SET PROBLEM :: Please find each line in the items below that contains the word "tire", and copy every such line.

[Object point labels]
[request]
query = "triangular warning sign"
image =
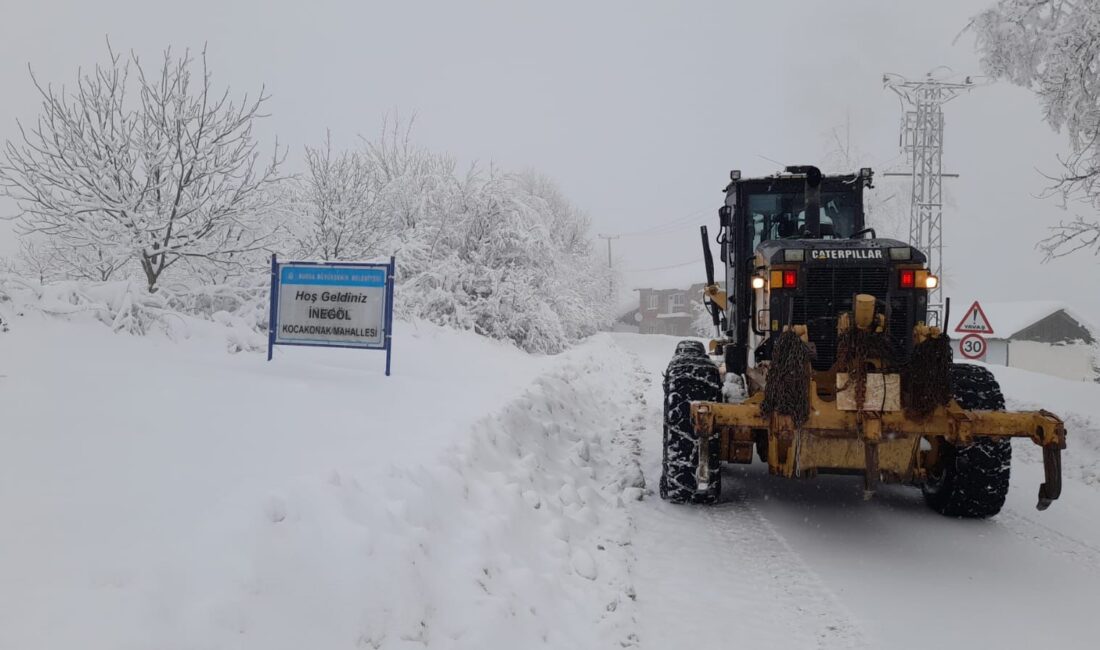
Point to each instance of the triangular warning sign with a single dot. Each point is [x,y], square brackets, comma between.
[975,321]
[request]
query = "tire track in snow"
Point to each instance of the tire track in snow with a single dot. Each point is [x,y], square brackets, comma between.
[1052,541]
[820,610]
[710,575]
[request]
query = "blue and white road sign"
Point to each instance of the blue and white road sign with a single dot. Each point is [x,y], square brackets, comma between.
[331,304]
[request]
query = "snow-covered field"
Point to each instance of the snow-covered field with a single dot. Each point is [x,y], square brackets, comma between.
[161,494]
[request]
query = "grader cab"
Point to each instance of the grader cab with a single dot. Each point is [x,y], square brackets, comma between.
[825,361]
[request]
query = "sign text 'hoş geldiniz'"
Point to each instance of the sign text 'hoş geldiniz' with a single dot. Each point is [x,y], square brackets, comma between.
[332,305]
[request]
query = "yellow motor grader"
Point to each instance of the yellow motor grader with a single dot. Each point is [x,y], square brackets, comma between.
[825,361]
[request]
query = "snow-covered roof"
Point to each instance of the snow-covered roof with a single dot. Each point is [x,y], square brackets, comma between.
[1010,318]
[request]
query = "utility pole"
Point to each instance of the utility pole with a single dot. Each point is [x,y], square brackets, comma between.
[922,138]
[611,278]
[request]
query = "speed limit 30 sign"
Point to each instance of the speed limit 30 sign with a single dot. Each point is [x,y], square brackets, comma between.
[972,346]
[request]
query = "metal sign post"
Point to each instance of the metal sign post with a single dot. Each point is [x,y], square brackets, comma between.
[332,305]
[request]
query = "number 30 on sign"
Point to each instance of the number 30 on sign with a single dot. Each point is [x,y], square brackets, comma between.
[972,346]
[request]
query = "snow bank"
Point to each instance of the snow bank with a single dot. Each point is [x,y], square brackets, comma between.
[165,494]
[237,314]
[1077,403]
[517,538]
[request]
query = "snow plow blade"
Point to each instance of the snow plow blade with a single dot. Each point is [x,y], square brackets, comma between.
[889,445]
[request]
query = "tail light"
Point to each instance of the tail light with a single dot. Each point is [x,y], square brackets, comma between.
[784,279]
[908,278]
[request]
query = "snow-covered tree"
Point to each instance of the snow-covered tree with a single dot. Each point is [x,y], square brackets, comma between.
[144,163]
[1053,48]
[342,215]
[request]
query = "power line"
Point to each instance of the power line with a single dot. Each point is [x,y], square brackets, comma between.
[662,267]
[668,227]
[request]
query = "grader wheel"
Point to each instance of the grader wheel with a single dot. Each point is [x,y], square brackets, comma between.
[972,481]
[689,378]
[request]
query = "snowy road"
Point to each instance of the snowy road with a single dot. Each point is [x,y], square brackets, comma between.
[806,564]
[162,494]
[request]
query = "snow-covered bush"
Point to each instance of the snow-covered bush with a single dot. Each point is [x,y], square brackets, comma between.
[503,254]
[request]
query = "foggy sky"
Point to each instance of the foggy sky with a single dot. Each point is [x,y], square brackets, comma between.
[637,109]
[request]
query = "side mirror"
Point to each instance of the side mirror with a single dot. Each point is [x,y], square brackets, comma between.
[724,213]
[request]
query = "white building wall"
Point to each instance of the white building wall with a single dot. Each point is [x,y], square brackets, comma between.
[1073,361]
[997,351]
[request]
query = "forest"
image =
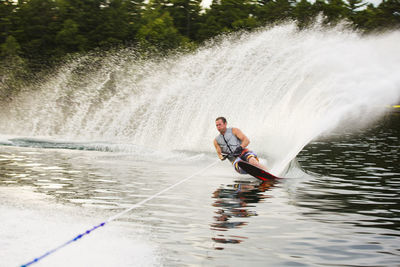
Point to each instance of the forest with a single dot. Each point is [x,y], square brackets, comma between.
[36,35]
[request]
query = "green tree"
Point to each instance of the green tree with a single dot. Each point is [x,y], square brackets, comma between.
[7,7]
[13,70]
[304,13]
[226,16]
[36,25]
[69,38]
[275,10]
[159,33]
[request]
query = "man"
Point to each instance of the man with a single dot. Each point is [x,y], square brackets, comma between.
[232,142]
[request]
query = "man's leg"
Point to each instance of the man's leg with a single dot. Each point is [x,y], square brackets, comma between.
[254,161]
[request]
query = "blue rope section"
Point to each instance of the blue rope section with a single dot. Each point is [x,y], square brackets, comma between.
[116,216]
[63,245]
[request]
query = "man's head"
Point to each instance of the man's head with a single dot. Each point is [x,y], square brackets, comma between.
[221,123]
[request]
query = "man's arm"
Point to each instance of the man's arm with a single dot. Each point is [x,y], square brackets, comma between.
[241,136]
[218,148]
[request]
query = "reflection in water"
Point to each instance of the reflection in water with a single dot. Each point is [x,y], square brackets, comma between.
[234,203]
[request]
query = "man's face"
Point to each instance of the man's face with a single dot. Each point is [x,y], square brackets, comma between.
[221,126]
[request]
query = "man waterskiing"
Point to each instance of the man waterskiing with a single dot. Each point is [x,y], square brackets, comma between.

RESPONSE TO THIS TASK ::
query = "tire track in snow"
Point to each instance of the tire track in snow with a single dot. Each point is [x,y], square brackets, comma between.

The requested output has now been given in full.